* _Short problem_: Gather every line in the records below that contains the word "horse", and copy each one out. Case counts.

* _Data excerpts_:
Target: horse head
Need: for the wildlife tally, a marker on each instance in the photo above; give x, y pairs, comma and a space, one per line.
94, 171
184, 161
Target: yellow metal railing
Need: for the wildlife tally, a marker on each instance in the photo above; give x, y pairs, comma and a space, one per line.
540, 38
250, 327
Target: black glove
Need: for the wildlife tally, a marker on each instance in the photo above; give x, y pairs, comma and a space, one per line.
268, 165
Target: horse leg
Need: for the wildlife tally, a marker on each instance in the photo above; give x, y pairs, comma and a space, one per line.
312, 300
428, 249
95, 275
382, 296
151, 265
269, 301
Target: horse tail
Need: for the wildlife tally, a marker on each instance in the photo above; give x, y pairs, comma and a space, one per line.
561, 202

==

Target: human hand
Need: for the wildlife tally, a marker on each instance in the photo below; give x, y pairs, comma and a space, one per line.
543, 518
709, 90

* _Written answer_:
Target: horse head
Target: horse leg
Target: horse tail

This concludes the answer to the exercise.